- [Short problem]
Copy the data below exactly.

[Source data]

╭──

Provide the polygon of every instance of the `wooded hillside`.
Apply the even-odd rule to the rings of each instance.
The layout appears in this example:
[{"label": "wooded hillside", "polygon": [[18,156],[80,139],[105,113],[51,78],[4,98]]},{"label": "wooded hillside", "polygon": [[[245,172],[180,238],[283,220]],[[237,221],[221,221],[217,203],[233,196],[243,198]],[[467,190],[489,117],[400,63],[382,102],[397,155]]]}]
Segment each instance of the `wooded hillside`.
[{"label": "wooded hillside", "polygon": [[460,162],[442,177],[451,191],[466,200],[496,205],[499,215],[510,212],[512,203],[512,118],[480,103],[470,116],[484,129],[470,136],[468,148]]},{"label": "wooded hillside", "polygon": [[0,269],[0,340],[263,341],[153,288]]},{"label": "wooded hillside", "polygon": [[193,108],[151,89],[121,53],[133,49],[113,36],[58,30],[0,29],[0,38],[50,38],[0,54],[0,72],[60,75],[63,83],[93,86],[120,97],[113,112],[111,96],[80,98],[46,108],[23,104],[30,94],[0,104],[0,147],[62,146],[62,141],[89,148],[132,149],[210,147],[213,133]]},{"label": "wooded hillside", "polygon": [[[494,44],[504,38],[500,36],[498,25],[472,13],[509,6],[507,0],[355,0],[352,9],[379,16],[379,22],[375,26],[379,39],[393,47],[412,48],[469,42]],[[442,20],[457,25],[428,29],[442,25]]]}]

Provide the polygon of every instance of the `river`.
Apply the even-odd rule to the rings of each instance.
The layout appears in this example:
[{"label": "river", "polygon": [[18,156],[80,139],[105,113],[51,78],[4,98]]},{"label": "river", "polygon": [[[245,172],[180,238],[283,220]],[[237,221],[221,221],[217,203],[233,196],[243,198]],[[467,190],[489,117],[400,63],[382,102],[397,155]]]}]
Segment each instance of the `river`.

╰──

- [Solution to the exercise]
Provide the polygon of every instance of the `wooded hillside`.
Apply the even-odd rule to the rings of each instance.
The layout appears in this example:
[{"label": "wooded hillside", "polygon": [[18,156],[80,139],[105,113],[51,78],[4,98]]},{"label": "wooded hillside", "polygon": [[[245,172],[180,238],[283,220]],[[237,221],[221,221],[217,203],[233,196],[243,198]],[[467,190],[489,117],[400,63],[382,102],[397,155]]]}]
Segment each instance of the `wooded hillside`.
[{"label": "wooded hillside", "polygon": [[460,162],[442,177],[451,191],[466,200],[496,205],[499,215],[510,212],[512,203],[512,118],[480,103],[470,116],[484,129],[470,136],[468,148]]},{"label": "wooded hillside", "polygon": [[0,269],[0,340],[263,341],[153,288]]},{"label": "wooded hillside", "polygon": [[193,108],[151,89],[121,53],[133,49],[113,36],[58,30],[0,29],[0,38],[50,38],[0,54],[0,72],[60,75],[63,83],[93,86],[120,97],[113,112],[111,96],[80,98],[46,108],[23,104],[30,94],[0,104],[0,147],[62,146],[62,141],[89,148],[132,149],[210,147],[213,133]]},{"label": "wooded hillside", "polygon": [[[494,44],[504,38],[500,36],[498,25],[472,13],[509,6],[507,0],[355,0],[352,9],[379,16],[379,22],[375,26],[379,39],[393,47],[412,48],[469,42]],[[442,20],[457,25],[428,29],[442,25]]]}]

Provide the polygon of every instance of the `river`.
Apply the even-odd rule to the rings of each instance.
The layout appears in this example:
[{"label": "river", "polygon": [[18,156],[80,139],[105,113],[51,78],[4,98]]},{"label": "river", "polygon": [[[245,172],[180,238],[283,220]],[[237,221],[221,221],[217,203],[233,196],[243,198]],[[467,190],[489,117],[400,63],[382,102],[397,155]]]}]
Segment each instance of the `river`.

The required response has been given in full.